>> Start Supplied material

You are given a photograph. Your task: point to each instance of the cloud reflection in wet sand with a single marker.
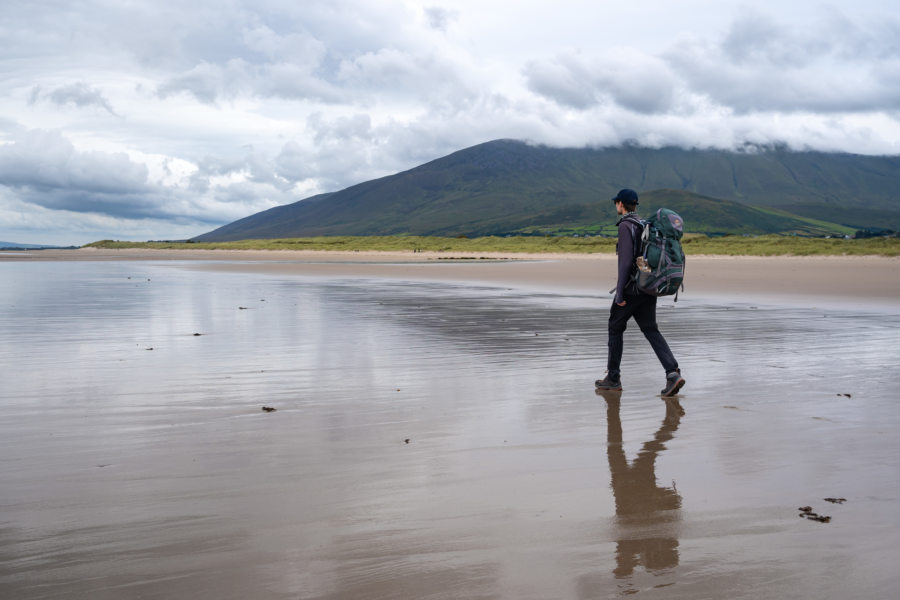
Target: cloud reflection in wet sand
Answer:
(503, 490)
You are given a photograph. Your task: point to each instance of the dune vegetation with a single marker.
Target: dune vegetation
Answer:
(767, 245)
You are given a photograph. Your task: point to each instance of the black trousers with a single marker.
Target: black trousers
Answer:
(643, 308)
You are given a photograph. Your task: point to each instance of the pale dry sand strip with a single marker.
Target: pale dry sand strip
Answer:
(848, 279)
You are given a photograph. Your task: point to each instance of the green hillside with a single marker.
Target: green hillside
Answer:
(506, 186)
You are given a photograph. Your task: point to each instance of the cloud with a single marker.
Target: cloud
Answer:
(224, 109)
(833, 66)
(79, 94)
(629, 78)
(440, 18)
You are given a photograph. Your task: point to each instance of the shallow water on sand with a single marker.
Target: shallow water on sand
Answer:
(431, 441)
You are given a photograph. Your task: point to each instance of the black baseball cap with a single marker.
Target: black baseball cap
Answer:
(626, 196)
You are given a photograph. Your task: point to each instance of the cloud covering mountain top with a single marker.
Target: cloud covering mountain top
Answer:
(161, 119)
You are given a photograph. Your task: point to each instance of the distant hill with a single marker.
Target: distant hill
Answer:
(507, 186)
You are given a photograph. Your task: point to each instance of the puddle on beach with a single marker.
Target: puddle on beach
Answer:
(430, 440)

>> End Supplied material

Turn the part of the items above that opens with the line containing "beach with a single marker." and runs through the last line of the items into a Markdown table with one row per line, leaving out blank lines. Use two columns, Row for a running number starting at 1 and Text for the line itself.

| Row | Text |
|---|---|
| 1 | You are given a photograph. Your task: point to each instance of the puddle on beach with a single marker. |
| 2 | Target: puddle on beach |
| 3 | Answer: |
| 4 | (430, 440) |